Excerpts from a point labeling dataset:
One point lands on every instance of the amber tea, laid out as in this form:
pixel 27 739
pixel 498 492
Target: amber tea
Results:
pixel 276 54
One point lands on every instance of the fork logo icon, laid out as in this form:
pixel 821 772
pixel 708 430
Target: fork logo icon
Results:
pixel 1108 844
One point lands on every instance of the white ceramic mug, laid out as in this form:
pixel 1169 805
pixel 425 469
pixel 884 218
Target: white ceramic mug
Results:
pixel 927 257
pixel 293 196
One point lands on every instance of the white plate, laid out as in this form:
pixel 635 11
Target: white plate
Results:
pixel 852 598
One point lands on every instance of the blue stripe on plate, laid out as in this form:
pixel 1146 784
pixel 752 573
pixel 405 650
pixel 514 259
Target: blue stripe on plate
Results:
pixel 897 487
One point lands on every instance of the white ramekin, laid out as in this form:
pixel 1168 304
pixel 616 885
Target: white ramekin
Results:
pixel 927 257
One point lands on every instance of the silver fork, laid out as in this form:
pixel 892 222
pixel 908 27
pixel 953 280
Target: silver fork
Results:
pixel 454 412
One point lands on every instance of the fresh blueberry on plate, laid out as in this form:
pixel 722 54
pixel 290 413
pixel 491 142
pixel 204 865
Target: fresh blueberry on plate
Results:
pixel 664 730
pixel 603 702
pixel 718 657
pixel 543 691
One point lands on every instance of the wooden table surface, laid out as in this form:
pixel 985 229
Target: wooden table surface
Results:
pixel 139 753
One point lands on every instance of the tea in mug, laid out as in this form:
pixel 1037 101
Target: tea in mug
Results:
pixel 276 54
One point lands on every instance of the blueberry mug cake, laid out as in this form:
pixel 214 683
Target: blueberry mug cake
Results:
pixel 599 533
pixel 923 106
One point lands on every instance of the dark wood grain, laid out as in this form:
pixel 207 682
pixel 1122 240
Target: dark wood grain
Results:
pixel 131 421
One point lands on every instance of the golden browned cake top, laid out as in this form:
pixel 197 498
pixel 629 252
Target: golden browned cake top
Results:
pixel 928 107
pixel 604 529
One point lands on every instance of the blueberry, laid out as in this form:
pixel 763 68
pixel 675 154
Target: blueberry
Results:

What to produce — Please recast all of the material above as a JSON list of strings, with one string for each line and any blank lines left out.

Answer to the problem —
[
  "One point lands on every instance of the amber tea, laid out as in this form:",
  "pixel 27 739",
  "pixel 498 492",
  "Target: amber tea",
  "Results:",
  "pixel 276 54",
  "One point lands on every instance of the fork logo icon, laid out as in this form:",
  "pixel 821 772",
  "pixel 708 430",
  "Target: fork logo icon",
  "Results:",
  "pixel 1108 844",
  "One point lands on every instance of the white ceramic mug, laid out as in this form:",
  "pixel 1169 805",
  "pixel 425 469",
  "pixel 884 218",
  "Target: white ceramic mug",
  "Results:",
  "pixel 927 257",
  "pixel 293 196",
  "One point lands on every instance of the white plate, laid out as in this form:",
  "pixel 635 11",
  "Target: white plate",
  "Results:",
  "pixel 852 598",
  "One point lands on every instance of the blue stripe on plate, laid out as in this form:",
  "pixel 1146 784",
  "pixel 752 573",
  "pixel 405 650",
  "pixel 514 259",
  "Target: blue stripe on plate",
  "Results:",
  "pixel 897 487",
  "One point lands on every instance of the white ramekin, laid out as in this form:",
  "pixel 1168 304",
  "pixel 616 885",
  "Target: white ramekin",
  "Results:",
  "pixel 927 257",
  "One point lands on every instance of the silver fork, laid out as in this form:",
  "pixel 892 222",
  "pixel 908 27",
  "pixel 953 280",
  "Target: silver fork",
  "Results:",
  "pixel 454 412",
  "One point lands on every instance of the fresh blueberry on plate, laid out as in this form:",
  "pixel 722 54",
  "pixel 290 413",
  "pixel 491 142",
  "pixel 204 865",
  "Target: fresh blueberry on plate",
  "Results:",
  "pixel 664 730",
  "pixel 603 702",
  "pixel 718 657",
  "pixel 543 691",
  "One point lands on every instance of the wooden table surface, laid out as in this form:",
  "pixel 985 229",
  "Target: wooden table surface",
  "Results:",
  "pixel 139 753",
  "One point lands on every instance of the tea in mug, laid out as in this form:",
  "pixel 1037 101",
  "Target: tea in mug",
  "Results:",
  "pixel 276 54",
  "One point lands on every instance of the blueberry mug cake, laid out as in this form:",
  "pixel 214 683",
  "Target: blueberry mug cake",
  "Results:",
  "pixel 599 533",
  "pixel 923 106",
  "One point lands on every instance of the dark wood grain, laid out as in this form:",
  "pixel 207 682",
  "pixel 1122 240",
  "Target: dark wood grain",
  "Results:",
  "pixel 131 421",
  "One point lands on every instance of the golden browned cake top, laid out as in this form:",
  "pixel 197 498",
  "pixel 629 252",
  "Target: golden browned cake top",
  "Results:",
  "pixel 928 107",
  "pixel 604 529",
  "One point lands on every instance of the blueberry, laid out as in this form:",
  "pixel 763 68",
  "pixel 675 154",
  "Target: blueberry",
  "Results:"
]